(AIM) Display each line of the items below that contains the string "muddy", treating uppercase and lowercase as different.

+++ DATA TO USE

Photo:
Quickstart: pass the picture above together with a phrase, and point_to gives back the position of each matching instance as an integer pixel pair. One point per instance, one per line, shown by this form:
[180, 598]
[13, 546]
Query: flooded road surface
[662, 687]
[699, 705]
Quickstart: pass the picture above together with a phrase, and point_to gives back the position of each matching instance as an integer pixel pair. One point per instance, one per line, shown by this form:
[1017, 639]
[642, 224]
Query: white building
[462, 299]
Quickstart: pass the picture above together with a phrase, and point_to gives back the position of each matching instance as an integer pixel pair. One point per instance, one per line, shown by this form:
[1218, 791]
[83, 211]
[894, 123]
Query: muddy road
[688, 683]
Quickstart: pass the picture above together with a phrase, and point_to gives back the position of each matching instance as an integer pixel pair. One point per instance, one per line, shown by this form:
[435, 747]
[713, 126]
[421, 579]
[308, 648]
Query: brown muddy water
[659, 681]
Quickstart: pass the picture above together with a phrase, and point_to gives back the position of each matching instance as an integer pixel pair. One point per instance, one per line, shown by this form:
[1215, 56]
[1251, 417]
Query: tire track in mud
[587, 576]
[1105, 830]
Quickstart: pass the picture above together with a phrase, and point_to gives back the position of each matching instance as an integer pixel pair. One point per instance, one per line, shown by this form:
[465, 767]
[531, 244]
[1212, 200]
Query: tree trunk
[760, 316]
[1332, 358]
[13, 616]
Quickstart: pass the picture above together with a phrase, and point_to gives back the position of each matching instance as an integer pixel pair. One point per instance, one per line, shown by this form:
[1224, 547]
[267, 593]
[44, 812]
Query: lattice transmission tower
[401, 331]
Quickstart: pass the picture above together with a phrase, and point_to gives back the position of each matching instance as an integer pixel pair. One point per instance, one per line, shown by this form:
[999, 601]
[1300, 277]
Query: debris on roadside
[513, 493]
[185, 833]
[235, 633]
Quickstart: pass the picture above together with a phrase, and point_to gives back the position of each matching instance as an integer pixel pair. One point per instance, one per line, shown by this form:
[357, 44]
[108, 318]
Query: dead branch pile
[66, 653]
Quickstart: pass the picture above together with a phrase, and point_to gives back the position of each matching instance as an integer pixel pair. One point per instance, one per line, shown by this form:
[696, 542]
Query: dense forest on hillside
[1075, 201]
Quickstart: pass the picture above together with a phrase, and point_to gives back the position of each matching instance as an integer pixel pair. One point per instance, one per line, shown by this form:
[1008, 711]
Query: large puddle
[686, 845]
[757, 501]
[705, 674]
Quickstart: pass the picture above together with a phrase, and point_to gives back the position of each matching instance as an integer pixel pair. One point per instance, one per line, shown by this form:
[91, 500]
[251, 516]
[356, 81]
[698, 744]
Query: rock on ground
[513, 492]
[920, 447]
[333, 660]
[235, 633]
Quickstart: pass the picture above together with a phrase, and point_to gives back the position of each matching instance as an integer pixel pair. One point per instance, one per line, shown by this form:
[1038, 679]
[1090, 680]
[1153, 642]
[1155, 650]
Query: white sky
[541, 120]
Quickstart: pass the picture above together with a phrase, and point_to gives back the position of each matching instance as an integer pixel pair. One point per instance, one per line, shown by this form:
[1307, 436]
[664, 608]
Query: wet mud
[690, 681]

++++++
+++ DATA TO USE

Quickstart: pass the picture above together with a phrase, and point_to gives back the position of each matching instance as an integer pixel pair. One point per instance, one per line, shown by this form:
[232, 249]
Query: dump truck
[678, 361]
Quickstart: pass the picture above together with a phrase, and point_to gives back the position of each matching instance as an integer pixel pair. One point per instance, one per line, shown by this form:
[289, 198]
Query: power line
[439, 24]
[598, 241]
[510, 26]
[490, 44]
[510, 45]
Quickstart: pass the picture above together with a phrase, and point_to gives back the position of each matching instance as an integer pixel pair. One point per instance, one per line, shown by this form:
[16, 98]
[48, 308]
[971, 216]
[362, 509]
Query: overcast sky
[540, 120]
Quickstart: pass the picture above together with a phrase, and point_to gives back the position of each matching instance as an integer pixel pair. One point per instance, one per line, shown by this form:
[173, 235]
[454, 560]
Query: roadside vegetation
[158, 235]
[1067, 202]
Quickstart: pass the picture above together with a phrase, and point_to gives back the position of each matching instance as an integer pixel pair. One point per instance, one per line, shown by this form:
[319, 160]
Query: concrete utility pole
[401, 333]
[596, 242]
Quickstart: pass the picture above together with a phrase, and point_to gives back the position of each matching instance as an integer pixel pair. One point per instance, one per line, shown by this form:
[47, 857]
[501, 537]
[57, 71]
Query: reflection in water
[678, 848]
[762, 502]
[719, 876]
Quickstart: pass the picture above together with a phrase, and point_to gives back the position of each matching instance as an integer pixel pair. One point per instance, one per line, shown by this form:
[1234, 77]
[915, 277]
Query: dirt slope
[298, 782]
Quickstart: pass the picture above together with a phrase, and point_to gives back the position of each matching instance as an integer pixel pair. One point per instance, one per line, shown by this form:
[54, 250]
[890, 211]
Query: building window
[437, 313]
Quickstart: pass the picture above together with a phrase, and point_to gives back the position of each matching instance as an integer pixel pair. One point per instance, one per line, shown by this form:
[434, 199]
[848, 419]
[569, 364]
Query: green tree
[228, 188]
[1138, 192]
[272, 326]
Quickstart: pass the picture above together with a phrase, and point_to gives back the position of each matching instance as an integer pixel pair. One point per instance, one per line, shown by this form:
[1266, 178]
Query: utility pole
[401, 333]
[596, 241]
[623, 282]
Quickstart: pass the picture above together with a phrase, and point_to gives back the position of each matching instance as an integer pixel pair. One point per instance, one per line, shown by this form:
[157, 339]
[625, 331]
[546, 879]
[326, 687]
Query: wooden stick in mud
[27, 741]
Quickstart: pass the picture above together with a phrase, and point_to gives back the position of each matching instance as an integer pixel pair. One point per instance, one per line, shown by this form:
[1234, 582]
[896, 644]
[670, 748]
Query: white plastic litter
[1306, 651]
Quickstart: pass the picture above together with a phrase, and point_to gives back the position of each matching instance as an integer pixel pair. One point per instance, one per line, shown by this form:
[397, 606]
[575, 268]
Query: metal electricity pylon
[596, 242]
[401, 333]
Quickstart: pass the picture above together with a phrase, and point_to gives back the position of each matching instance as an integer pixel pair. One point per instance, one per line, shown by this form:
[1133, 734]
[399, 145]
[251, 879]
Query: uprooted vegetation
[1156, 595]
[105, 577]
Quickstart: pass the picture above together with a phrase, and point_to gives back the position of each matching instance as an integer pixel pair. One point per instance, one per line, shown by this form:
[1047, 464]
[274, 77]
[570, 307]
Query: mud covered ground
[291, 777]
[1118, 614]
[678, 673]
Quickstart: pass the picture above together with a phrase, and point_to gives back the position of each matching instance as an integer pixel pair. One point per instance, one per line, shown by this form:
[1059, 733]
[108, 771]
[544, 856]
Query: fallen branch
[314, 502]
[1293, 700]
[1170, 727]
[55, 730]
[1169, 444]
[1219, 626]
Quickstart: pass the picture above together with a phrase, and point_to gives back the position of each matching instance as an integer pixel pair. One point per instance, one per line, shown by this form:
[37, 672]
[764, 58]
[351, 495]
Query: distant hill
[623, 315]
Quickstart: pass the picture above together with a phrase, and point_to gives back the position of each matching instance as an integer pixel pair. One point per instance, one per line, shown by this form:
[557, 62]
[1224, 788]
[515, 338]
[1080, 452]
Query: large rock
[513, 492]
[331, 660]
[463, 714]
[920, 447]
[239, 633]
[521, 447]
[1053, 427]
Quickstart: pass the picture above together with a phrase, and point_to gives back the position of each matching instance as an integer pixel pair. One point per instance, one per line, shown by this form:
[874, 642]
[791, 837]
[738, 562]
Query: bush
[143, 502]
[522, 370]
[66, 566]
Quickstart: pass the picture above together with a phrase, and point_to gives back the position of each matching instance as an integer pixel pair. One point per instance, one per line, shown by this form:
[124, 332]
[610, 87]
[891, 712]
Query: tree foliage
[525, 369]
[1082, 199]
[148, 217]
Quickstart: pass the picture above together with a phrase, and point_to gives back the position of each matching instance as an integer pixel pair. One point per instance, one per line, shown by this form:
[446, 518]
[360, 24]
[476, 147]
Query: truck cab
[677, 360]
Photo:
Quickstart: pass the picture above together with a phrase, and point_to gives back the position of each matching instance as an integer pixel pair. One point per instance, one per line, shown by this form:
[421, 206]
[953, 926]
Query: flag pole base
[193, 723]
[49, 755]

++++++
+++ DATA TO USE

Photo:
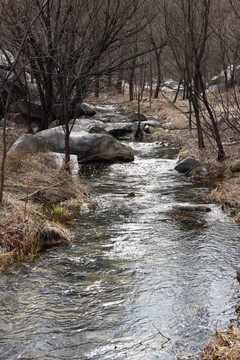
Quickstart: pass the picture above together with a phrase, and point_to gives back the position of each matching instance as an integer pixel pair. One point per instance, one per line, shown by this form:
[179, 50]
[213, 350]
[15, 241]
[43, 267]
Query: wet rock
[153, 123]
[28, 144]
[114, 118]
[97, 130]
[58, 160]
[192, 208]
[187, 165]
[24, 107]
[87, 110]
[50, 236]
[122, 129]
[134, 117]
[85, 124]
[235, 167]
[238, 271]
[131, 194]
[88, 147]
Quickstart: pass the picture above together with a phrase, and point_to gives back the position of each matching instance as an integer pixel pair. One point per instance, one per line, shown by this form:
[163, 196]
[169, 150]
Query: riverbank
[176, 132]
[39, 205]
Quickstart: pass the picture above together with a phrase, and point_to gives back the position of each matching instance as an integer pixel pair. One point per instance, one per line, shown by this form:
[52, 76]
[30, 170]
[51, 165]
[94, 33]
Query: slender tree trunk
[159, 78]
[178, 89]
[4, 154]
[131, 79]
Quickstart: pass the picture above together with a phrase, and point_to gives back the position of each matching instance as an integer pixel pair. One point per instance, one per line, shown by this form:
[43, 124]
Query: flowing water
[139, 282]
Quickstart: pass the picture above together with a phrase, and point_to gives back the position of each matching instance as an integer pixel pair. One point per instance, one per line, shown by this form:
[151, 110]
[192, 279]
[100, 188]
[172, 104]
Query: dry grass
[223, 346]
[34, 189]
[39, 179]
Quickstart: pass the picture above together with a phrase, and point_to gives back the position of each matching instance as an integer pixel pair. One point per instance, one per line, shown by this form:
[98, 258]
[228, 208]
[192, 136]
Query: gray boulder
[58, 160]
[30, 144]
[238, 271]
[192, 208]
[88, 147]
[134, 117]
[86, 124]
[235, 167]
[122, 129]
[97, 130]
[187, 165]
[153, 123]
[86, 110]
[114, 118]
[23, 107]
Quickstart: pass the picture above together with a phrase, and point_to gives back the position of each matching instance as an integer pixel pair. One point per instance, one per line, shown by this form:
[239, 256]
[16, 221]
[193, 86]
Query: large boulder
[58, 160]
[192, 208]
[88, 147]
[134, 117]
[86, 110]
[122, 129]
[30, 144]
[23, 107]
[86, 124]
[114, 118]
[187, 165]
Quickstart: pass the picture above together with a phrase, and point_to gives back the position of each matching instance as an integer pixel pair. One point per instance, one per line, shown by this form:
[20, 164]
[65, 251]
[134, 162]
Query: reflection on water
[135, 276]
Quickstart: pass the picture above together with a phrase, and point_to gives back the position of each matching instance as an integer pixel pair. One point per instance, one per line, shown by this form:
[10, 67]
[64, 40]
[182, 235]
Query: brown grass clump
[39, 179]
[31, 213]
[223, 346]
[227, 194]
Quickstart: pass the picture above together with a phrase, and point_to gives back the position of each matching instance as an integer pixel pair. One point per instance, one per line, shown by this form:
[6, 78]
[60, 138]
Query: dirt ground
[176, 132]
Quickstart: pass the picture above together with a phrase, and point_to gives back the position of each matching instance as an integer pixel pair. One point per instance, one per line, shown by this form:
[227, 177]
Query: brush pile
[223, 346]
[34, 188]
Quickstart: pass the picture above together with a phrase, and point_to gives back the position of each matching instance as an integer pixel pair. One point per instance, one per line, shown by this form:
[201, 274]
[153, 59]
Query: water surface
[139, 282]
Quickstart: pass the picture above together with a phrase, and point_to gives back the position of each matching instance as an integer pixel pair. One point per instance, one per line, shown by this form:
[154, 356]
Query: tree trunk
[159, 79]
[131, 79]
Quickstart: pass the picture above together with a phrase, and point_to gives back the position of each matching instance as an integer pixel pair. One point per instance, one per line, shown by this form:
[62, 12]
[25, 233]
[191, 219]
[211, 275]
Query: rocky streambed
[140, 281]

++++++

(THE RESULT)
Query: muddy road
Query: brown muddy water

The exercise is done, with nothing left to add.